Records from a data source
▶

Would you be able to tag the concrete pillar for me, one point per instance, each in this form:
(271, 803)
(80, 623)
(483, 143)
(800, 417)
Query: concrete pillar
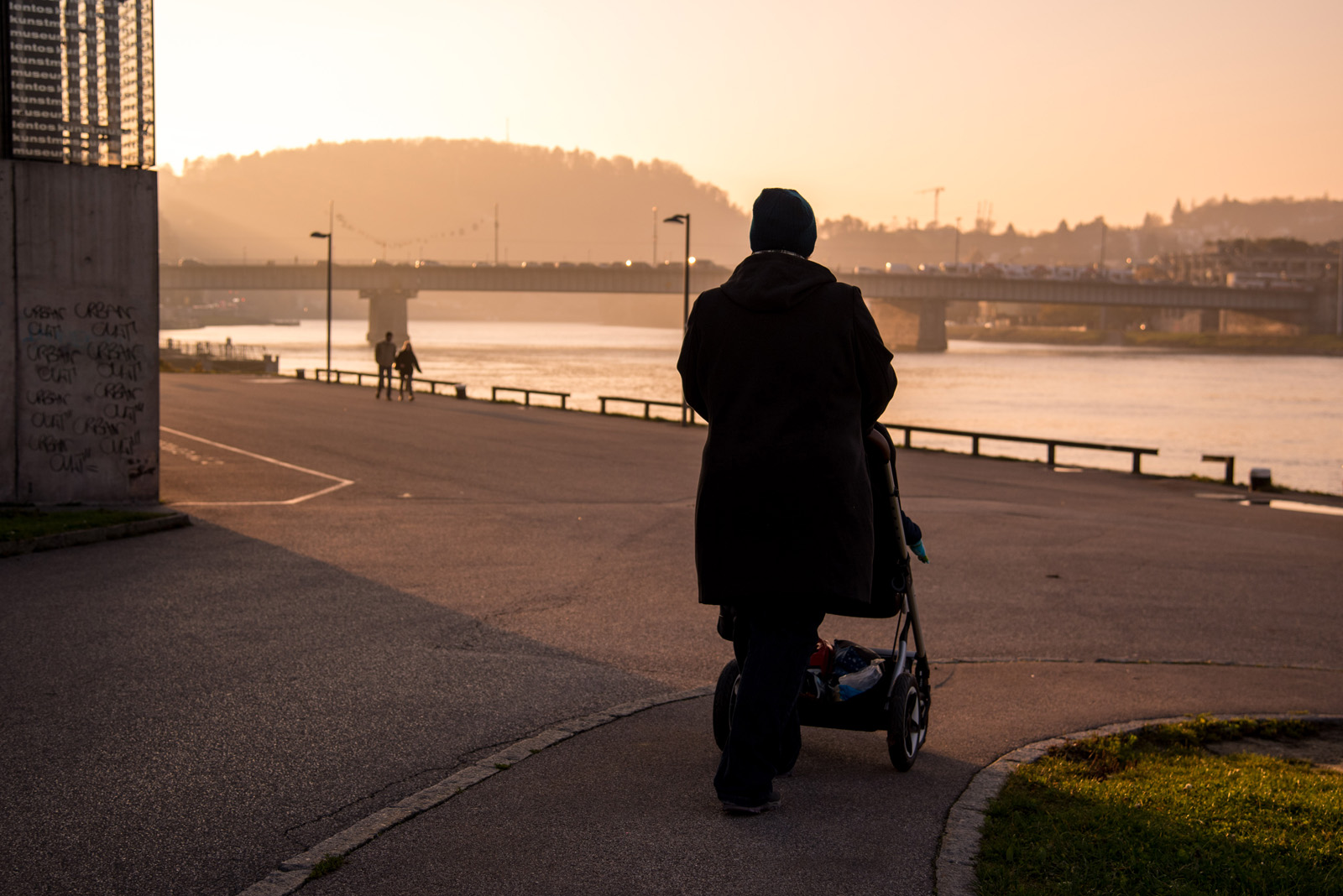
(84, 341)
(911, 325)
(933, 326)
(387, 313)
(8, 344)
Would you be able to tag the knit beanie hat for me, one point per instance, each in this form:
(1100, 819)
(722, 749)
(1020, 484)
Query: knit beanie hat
(781, 219)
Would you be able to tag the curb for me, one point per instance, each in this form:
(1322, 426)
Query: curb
(175, 519)
(954, 873)
(293, 873)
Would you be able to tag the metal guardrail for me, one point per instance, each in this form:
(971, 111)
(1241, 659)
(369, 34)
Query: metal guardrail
(1051, 443)
(460, 388)
(648, 404)
(528, 393)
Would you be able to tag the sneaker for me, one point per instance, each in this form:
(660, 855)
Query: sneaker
(739, 809)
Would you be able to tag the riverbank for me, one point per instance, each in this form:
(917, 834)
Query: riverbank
(1217, 342)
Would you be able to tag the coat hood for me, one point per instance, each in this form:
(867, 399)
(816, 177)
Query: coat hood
(776, 280)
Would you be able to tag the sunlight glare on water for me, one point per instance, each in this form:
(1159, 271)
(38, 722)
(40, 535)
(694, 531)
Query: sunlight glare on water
(1269, 411)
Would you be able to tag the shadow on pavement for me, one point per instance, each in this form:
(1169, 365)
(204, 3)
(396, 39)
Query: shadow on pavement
(186, 711)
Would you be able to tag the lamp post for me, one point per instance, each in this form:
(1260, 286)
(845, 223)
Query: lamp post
(685, 304)
(319, 235)
(955, 264)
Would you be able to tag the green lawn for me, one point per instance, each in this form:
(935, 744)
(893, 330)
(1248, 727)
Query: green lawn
(1157, 813)
(22, 524)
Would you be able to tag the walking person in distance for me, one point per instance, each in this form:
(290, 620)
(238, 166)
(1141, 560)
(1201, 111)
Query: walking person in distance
(384, 353)
(407, 365)
(787, 367)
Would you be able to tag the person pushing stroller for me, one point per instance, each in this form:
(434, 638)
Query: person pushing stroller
(790, 372)
(406, 365)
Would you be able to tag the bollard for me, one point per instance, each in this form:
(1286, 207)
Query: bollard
(1224, 459)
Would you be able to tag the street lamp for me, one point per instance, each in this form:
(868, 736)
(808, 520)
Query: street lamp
(957, 262)
(319, 235)
(685, 304)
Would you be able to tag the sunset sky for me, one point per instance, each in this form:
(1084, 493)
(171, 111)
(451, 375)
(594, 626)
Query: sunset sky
(1047, 109)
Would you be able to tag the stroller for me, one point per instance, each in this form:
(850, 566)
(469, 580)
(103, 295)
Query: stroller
(899, 701)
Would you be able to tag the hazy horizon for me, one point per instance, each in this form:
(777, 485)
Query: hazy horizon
(1048, 110)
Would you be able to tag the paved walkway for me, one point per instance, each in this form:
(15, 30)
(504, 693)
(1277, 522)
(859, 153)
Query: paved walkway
(186, 711)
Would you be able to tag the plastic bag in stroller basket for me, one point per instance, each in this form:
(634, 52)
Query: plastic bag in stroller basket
(841, 671)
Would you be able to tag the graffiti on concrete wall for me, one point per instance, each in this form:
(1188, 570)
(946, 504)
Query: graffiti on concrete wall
(86, 404)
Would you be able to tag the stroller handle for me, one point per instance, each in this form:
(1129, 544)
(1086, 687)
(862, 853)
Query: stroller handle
(877, 445)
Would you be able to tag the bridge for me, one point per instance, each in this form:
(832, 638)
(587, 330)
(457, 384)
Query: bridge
(910, 307)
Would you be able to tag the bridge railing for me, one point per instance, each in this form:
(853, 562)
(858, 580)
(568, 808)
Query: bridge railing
(1049, 443)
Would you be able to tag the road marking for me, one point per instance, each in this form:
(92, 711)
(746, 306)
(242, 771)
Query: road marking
(340, 483)
(293, 873)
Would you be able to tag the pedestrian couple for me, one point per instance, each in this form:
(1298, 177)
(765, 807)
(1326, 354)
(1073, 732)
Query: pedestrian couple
(406, 364)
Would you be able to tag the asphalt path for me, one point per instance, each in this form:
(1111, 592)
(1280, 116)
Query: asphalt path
(186, 711)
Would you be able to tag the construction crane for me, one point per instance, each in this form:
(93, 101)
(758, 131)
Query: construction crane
(937, 195)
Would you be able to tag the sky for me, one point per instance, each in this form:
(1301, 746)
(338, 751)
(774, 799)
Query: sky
(1045, 109)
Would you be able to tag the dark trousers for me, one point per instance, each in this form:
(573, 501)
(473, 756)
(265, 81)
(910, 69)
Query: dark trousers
(772, 649)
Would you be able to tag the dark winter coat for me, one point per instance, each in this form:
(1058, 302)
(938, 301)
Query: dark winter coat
(787, 367)
(406, 361)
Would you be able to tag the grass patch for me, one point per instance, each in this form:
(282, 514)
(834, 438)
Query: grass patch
(22, 524)
(1154, 812)
(326, 866)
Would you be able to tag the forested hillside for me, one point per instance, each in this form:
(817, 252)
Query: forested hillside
(436, 199)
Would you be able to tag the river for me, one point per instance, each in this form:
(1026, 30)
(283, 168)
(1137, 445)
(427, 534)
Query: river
(1283, 412)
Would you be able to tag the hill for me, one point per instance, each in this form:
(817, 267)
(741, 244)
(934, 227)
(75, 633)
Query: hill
(436, 199)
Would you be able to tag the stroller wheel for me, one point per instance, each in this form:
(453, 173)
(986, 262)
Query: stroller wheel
(724, 701)
(908, 723)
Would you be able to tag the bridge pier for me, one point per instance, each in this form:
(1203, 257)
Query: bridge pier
(387, 313)
(917, 325)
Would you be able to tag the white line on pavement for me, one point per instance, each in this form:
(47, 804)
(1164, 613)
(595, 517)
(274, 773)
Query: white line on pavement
(340, 483)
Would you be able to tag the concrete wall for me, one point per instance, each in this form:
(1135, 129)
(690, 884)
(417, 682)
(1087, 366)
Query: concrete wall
(84, 273)
(8, 342)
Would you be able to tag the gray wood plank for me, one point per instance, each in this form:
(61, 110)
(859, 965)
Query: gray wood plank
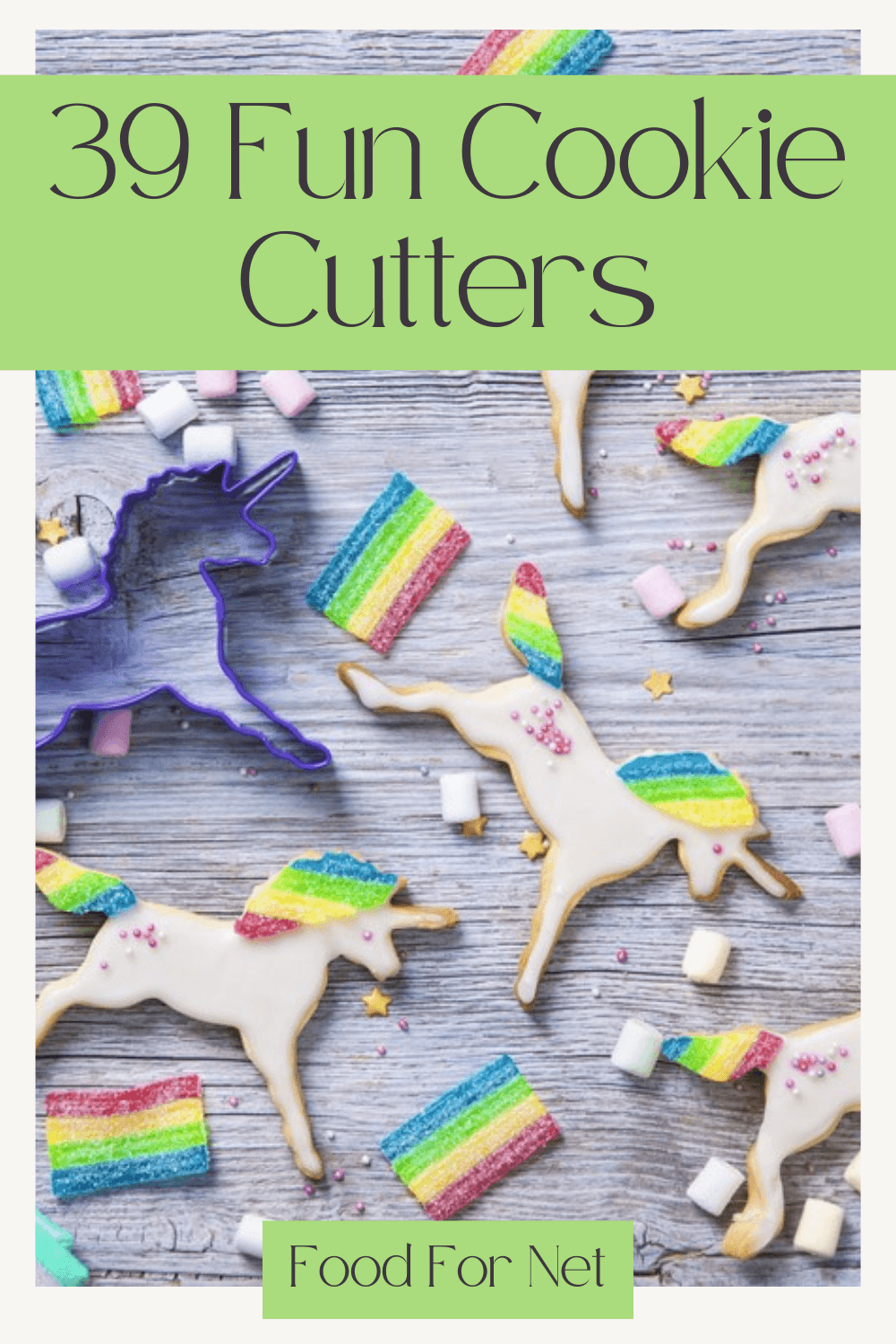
(182, 823)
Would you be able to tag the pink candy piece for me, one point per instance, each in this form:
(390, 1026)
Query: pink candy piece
(288, 390)
(215, 383)
(659, 591)
(844, 825)
(110, 733)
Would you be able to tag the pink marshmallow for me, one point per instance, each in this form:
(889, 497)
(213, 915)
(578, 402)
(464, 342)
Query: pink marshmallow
(110, 734)
(215, 383)
(659, 591)
(288, 390)
(844, 825)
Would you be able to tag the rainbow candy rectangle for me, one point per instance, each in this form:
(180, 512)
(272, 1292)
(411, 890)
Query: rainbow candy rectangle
(538, 51)
(469, 1139)
(720, 443)
(336, 886)
(83, 395)
(102, 1140)
(527, 626)
(689, 785)
(67, 886)
(387, 564)
(726, 1056)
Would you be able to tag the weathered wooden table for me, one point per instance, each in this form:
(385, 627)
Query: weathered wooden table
(182, 822)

◀

> **Requirement**: Print each record exactly as it stands, leaving the images out.

> **Exercise result**:
Would you be able to tag the concrete pillar for me, one point per instance, each in this form:
(271, 803)
(80, 623)
(483, 143)
(800, 417)
Query: concrete pillar
(84, 341)
(911, 325)
(933, 326)
(387, 313)
(8, 344)
Would you be able to tag the knit beanie hat for me, one point per instance, each in this form:
(1100, 819)
(722, 749)
(1020, 484)
Query: knit beanie hat
(781, 219)
Would you be able to tag the curb for me, one point per instance, each in this form:
(1322, 426)
Query: curb
(175, 519)
(954, 873)
(293, 873)
Would you be able to tag the metal guardrail for me, one point per instance, each in this form:
(971, 111)
(1241, 659)
(369, 34)
Query: metal guardrail
(1051, 443)
(460, 388)
(648, 404)
(528, 393)
Would you be able to tag the sneaker for me, one point per instance, each in this form:
(660, 855)
Query: sneaker
(739, 809)
Would you be able to tag the riverbank for me, one point per instance, each in this form:
(917, 834)
Query: riverbank
(1217, 342)
Would you be able to tag the coat hood for me, one point per instance, each in this form:
(867, 399)
(816, 177)
Query: coat hood
(776, 280)
Would you be able to tag the sunlight glare on water for me, one point per instance, each in this form:
(1159, 271)
(38, 722)
(40, 535)
(694, 531)
Query: sunlight glare on water
(1269, 411)
Would you be able to tag the shadow on pavement for me, one point per instance, each in this form:
(1169, 365)
(204, 3)
(396, 39)
Query: shadow on pavement
(186, 711)
Would you be able to tag the lamp post for me, one point per instance, each in this form:
(1260, 286)
(845, 223)
Query: lamp post
(685, 304)
(319, 235)
(955, 264)
Would you be able to tag the green lawn for me, one point per instance, each in this form:
(935, 744)
(893, 330)
(1248, 727)
Query: green lawn
(1157, 813)
(22, 524)
Would you be able to tag the walking person in distance for me, one point per instance, each in this form:
(290, 620)
(238, 166)
(1141, 560)
(1201, 111)
Query: walking person in distance
(384, 353)
(407, 365)
(787, 367)
Would you be able to tag the person pushing stroller for me, one point per instance, each in this form:
(434, 638)
Query: person pushing stroller
(790, 372)
(406, 365)
Would you be able to tag the bollard for me, one point per instance, each in this form:
(1286, 207)
Query: bollard
(1224, 459)
Would you be able to tag the street lamp for me, one point per instance, each in this form:
(868, 736)
(808, 520)
Query: street lamp
(957, 262)
(319, 235)
(685, 304)
Would you be able to tag the sunset sky for me, one point per instance, each in this form:
(1084, 493)
(171, 111)
(451, 375)
(594, 626)
Query: sunset sky
(1047, 109)
Would you be able to tag the stroller for me, one point per instance, each in this form:
(850, 566)
(469, 580)
(103, 295)
Query: stroller
(899, 701)
Would you be able to tag the hazy horizon for me, one point per instance, each in this form:
(777, 485)
Query: hazy horizon
(1048, 110)
Would you be able to tag the paved walkway for me, one point per instance, each in this form:
(15, 30)
(504, 693)
(1277, 522)
(859, 153)
Query: paved walkway
(186, 711)
Would you be able to tag the plastic bag in stroller basket for me, one point per instance, each in this form:
(634, 52)
Query: plastic bag in stroller basket
(841, 671)
Would you be able to tag the graffiti on concrete wall for me, one point per instance, each in this form:
(1188, 570)
(946, 504)
Query: graffiti on concrete wall
(86, 404)
Would you be able to tag the stroller handle for me, one point per instance, each in this form:
(1129, 544)
(1086, 687)
(862, 853)
Query: stroller handle
(877, 445)
Would you be able to tag the bridge for me, one point per instance, each in this form:
(832, 638)
(587, 330)
(457, 384)
Query: bridge
(910, 307)
Would you be able to tag the bridge railing for me, one point per instance, each in this form:
(853, 562)
(858, 580)
(568, 808)
Query: bridge railing
(1049, 443)
Would you be able to tag the road marking for me, one point per instance, each in this form:
(92, 711)
(746, 306)
(242, 771)
Query: road marking
(340, 483)
(293, 873)
Would you be able to tag the pedestrian couple for me, one point per instance, each in this form:
(1298, 177)
(765, 807)
(1326, 354)
(1073, 732)
Query: pedestrian couple
(406, 364)
Would you be able to tag the asphalt path for me, one point per instance, each in this form:
(1111, 592)
(1280, 116)
Query: asphalt path
(186, 711)
Would you be able to tag the construction crane for me, one point per instance, each in this form:
(93, 101)
(758, 131)
Query: construction crane
(937, 195)
Would you be able to tag the sky for me, one point per instance, each in this form:
(1301, 746)
(338, 751)
(774, 799)
Query: sky
(1045, 109)
Would you be able to tag the dark trousers for me, one point per instance, each in this form:
(573, 501)
(473, 756)
(265, 81)
(910, 69)
Query: dark trousers
(772, 649)
Would you be able to tag the dark winter coat for me, one point per instance, each in this form:
(1058, 302)
(938, 301)
Query: dark winter coat
(787, 367)
(406, 361)
Would you be able to tag the grass patch for me, one point per instance, each in this form:
(282, 514)
(834, 438)
Query: grass patch
(22, 524)
(1154, 812)
(326, 866)
Would you be able to tag the forested hillside for me, one point per instance, each in this form:
(817, 252)
Query: forested hillside
(436, 199)
Would you be able to tag the river for me, one point per instance, each in this form:
(1026, 30)
(283, 168)
(1137, 445)
(427, 534)
Query: river
(1283, 412)
Would you be able to tag the hill for me, one point per instance, each in this form:
(817, 267)
(741, 244)
(934, 227)
(75, 633)
Query: hill
(436, 199)
Would you be able to tag the stroller wheel for me, one point per instance, each in this form:
(453, 173)
(986, 262)
Query: stroller wheel
(724, 701)
(908, 723)
Would you be able to tag the bridge pier for me, one point per instance, each in this form:
(1203, 257)
Query: bridge pier
(387, 313)
(917, 325)
Would you be able to tag the white line on pavement for me, one point per instance, each in this form:
(47, 804)
(1164, 613)
(595, 517)
(274, 773)
Query: white line on pavement
(340, 483)
Would you be able to tag the concrete wall for me, one point per instance, each in this form:
(1135, 129)
(690, 884)
(417, 682)
(1087, 366)
Query: concrete wall
(84, 273)
(8, 342)
Would you be able to tag the gray wood plank for me, one point per instance, each in this form:
(61, 110)
(859, 965)
Query: gray wood plank
(182, 823)
Would you be able to tag the pink candy piece for me, one point per instance, each in this form:
(390, 1026)
Query: pink candy piece
(288, 390)
(215, 383)
(659, 591)
(844, 825)
(110, 733)
Would you be able to tag the pink marshmallow for me, one point per instance, each in this form:
(889, 497)
(213, 915)
(578, 402)
(464, 342)
Query: pink marshmallow
(110, 734)
(215, 383)
(659, 591)
(288, 390)
(844, 825)
Would you be able to tag the rainbow candy rectangle for me, one point per instance, each in this form:
(180, 512)
(272, 1292)
(411, 890)
Query: rainbow candy rectangle
(538, 51)
(469, 1139)
(720, 443)
(336, 886)
(83, 395)
(102, 1140)
(527, 626)
(689, 785)
(67, 886)
(387, 564)
(726, 1056)
Would you be able to tag the weathered wooden table for me, one point per instance, each in this form:
(385, 627)
Query: weathered wooden table
(182, 822)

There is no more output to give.